Thailand joins the UNODC-WCO Container Control Programme

Bangkok (Thailand), 20 January 2015
- Thailand became the first country in ASEAN to formally join the UNODC-WCO Container Control Programme today in a Signing Ceremony held at the headquarters of the Thai Customs Department in Bangkok.

Addressing the delegation Mr. Paisal Chuenjit, Deputy Director General, said, "The cooperation between the Thai Customs Department and the UNODC will considerably improve the control of the containerised trade supply chain by enhancing detection of illicit activities and seizure of illegal goods."

Over 500 million sea containers transfer 90% of world cargo across the globe every year with over half of these containers originating from, in transit through or destined for the countries of Southeast Asia. Traffickers exploit the sheer volume of this trade to conceal and transport illicit goods in the hope they will evade detection.

"In Thailand there is a vision to have a world class Customs Department, to promote economic development but at the same time to protect society. It is a vision for a strong and safe Thailand and a vision shared by us at UNODC. But like all shared visions we must take shared responsibility for its achievement and work together on common goals and against common threats if we are to succeed", noted Mr. Douglas, UNODC Regional Representative, who went on to recognise the financial contribution from the Government of Canada that had made this possible.

"Through this contribution, Canada will continue its highly valued partnership with the Thai Customs Department to strengthen border security, border management, and to assist in training front-line customs enforcement officials," stated a Canadian Government representative on the occasion of the Signing Ceremony.

The Global Container Control Programme is a joint initiative of the United Nations Office on Drugs and Crime and the World Customs Organisation (WCO). Launched in 2004 in response to the organised crime and human security threats posed by the maritime movement of illicit goods in sea containers, the Programme operates through the establishment of specialised Port Control Units (PCUs) securing the global supply chain.

In the first 10 years of operation PCUs established by the Programme have seized over 95 metric tonnes of cocaine, 2.9 metric tonnes of heroin, 60 metric tonnes of cannabis and 1,200 metric tonnes of precursor chemicals used to manufacture both illicit drugs and explosives.

Within 2015 the Global Container Control Programme will be operating in 52 countries of the world. The 5 ASEAN countries of Thailand, Viet Nam, Malaysia, Indonesia and the Philippines are next slated to join the Programme through the financial contribution of the Government of Canada (Global Partnership Program) and the United States of America (Export Control and Related Border Security Programme).
--------------------------------------------------
* [QUESTIONS]:
A. Name the ASEAN countries that the news item on Thailand's container control signing says are next slated to join the Programme.
B. From the news item on Thailand's container control signing, write out the passage starting at "Bangkok (Thailand), 20" and ending at "Department in Bangkok.".
--------------------------------------------------
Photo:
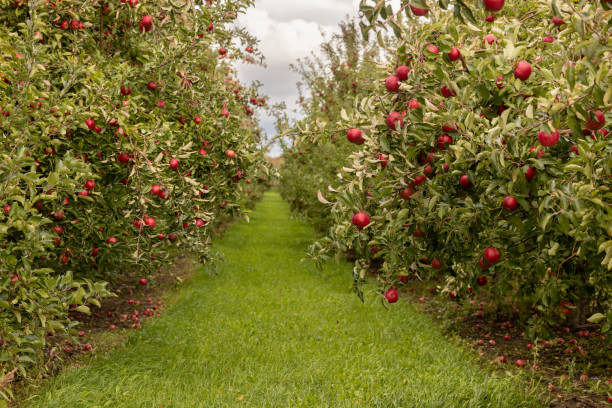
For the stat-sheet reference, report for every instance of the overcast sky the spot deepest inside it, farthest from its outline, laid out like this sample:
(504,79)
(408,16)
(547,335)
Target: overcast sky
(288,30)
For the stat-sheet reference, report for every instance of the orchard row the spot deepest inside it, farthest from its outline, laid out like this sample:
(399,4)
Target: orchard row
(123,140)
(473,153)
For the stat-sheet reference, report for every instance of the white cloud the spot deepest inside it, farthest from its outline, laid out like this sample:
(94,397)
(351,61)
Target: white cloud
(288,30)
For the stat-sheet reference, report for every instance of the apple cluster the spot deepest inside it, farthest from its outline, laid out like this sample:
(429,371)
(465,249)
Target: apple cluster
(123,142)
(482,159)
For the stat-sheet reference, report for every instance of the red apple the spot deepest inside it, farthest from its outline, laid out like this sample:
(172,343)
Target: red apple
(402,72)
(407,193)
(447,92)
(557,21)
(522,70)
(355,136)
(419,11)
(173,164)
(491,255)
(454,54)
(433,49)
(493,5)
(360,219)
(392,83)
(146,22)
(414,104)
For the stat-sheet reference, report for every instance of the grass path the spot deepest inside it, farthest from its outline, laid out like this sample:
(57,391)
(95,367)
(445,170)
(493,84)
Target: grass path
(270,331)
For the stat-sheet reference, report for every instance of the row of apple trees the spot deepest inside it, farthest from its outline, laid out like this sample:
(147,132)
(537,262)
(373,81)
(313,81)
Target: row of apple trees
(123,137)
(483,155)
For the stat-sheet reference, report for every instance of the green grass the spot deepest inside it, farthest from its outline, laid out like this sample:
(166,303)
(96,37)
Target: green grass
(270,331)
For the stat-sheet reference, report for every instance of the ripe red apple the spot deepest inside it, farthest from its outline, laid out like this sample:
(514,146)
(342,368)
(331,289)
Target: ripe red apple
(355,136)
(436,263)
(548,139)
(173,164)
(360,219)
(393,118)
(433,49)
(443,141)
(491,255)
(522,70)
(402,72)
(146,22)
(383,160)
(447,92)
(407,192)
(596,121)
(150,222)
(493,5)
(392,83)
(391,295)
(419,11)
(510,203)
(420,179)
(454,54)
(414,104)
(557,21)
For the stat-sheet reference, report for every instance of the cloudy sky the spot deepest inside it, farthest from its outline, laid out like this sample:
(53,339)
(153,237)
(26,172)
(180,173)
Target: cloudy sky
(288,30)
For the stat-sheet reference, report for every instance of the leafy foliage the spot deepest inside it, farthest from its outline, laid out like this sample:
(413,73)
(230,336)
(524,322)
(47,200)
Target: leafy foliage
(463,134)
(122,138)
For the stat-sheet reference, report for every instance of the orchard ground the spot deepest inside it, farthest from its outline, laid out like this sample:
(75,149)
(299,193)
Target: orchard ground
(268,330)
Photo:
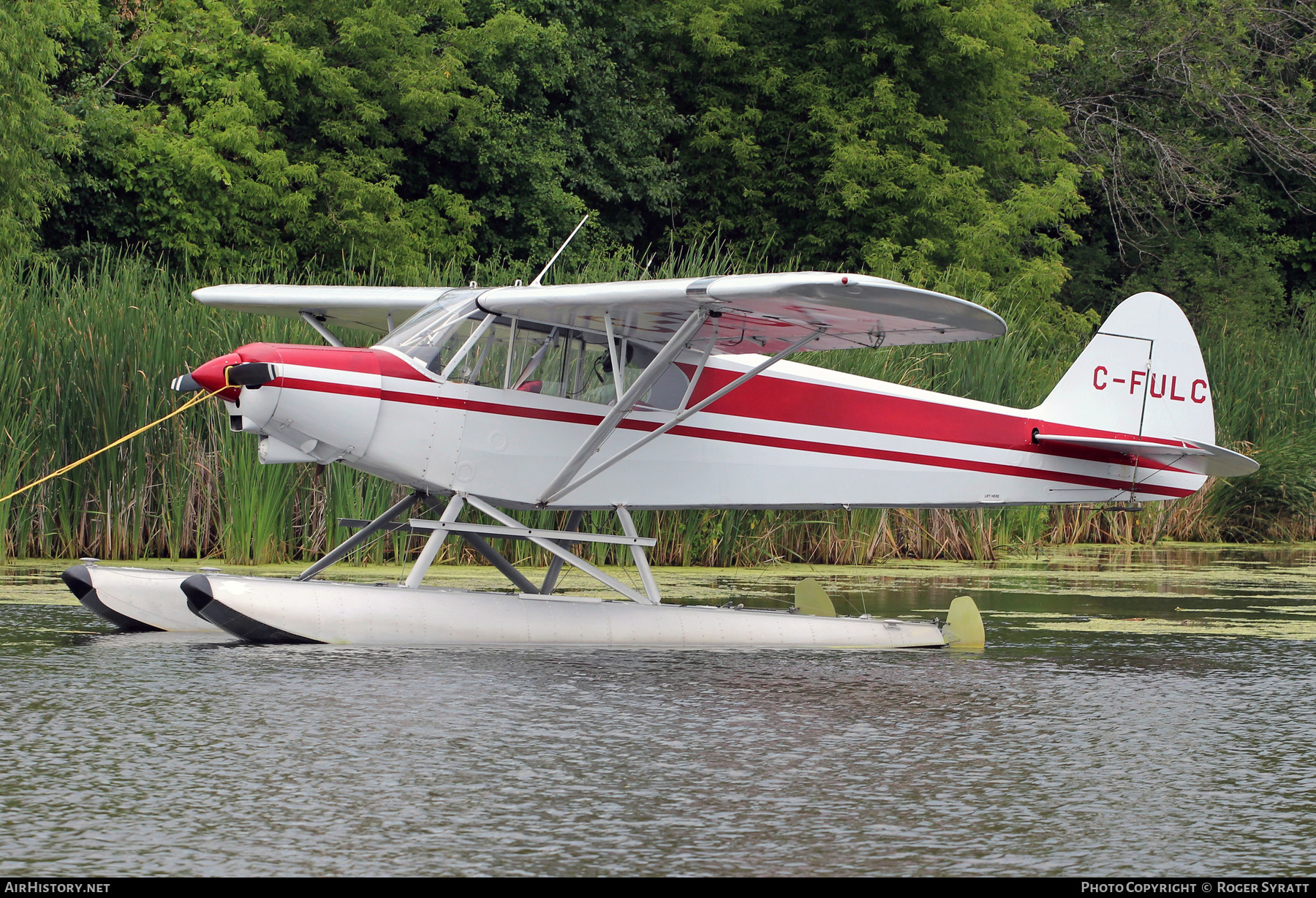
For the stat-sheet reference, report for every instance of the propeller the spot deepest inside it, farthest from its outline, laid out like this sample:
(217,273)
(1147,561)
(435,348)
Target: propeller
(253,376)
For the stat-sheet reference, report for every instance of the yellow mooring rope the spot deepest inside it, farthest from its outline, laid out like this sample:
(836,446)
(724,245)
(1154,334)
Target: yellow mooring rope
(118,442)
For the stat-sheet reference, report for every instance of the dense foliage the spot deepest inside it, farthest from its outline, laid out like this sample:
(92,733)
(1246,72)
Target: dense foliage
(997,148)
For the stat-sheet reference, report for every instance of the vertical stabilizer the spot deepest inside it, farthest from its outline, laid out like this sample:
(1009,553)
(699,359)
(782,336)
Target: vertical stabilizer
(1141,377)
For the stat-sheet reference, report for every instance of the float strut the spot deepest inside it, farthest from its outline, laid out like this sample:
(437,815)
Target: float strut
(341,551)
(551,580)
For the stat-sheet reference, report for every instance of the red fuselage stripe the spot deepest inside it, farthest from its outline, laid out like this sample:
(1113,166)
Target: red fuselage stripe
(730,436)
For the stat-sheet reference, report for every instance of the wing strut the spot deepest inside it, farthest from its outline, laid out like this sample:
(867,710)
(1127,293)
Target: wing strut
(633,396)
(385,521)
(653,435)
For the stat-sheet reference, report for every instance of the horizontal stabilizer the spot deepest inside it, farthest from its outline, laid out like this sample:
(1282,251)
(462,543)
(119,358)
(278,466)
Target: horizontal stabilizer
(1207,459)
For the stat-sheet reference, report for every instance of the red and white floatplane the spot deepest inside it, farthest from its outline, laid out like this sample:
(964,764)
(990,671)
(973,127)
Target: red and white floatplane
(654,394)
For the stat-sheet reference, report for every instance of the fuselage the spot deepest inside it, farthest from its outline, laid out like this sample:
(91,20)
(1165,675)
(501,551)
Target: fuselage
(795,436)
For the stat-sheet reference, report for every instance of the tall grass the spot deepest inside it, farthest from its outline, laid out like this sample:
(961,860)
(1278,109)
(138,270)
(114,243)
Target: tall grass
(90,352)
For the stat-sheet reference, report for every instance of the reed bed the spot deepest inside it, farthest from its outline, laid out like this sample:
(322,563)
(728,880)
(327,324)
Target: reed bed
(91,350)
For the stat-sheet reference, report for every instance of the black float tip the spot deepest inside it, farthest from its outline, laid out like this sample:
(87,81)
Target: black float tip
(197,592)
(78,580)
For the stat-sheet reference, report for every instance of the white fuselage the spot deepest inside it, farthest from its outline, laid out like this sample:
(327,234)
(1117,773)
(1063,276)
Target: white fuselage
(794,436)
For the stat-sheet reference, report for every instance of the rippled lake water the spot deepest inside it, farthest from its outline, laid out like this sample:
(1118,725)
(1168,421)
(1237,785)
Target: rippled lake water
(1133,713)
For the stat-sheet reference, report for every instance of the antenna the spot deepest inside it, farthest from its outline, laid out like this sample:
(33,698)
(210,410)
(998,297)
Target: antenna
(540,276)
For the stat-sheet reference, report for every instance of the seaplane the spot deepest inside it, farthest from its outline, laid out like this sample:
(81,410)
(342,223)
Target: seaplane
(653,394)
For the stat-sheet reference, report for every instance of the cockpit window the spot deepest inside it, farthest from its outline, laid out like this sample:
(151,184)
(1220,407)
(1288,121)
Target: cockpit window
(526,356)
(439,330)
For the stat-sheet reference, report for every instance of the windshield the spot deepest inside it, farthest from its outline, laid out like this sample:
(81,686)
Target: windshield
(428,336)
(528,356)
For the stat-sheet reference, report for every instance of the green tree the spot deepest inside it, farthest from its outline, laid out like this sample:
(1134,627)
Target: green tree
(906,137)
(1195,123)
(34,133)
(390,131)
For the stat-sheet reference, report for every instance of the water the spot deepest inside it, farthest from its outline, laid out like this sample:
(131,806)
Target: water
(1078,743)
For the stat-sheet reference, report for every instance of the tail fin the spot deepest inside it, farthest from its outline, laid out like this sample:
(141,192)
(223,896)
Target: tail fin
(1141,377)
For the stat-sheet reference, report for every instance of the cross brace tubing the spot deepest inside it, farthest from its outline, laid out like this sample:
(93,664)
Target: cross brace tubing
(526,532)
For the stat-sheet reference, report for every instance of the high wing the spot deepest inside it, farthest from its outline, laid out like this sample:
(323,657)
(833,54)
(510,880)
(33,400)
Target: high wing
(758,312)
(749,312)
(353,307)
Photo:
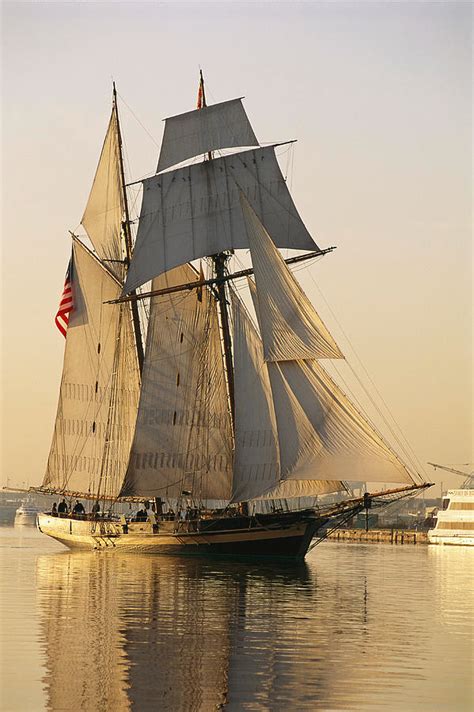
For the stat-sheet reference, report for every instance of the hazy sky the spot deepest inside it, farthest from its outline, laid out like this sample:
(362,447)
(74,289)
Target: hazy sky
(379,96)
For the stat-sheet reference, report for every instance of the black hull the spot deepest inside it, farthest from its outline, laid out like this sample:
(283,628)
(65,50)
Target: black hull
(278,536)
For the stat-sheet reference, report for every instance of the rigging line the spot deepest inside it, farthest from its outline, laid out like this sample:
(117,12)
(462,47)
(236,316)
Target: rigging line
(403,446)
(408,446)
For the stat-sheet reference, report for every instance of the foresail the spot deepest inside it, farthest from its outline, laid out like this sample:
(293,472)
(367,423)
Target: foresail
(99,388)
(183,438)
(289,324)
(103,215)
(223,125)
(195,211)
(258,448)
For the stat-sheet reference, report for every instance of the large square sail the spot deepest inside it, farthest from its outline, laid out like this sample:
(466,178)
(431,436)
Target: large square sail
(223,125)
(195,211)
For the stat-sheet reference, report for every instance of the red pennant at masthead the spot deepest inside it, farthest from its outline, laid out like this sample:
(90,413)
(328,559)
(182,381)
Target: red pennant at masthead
--------------------------------------------------
* [RESPONSES]:
A. Thailand, Viet Nam, Malaysia, Indonesia and the Philippines

B.
Bangkok (Thailand), 20 January 2015
- Thailand became the first country in ASEAN to formally join the UNODC-WCO Container Control Programme today in a Signing Ceremony held at the headquarters of the Thai Customs Department in Bangkok.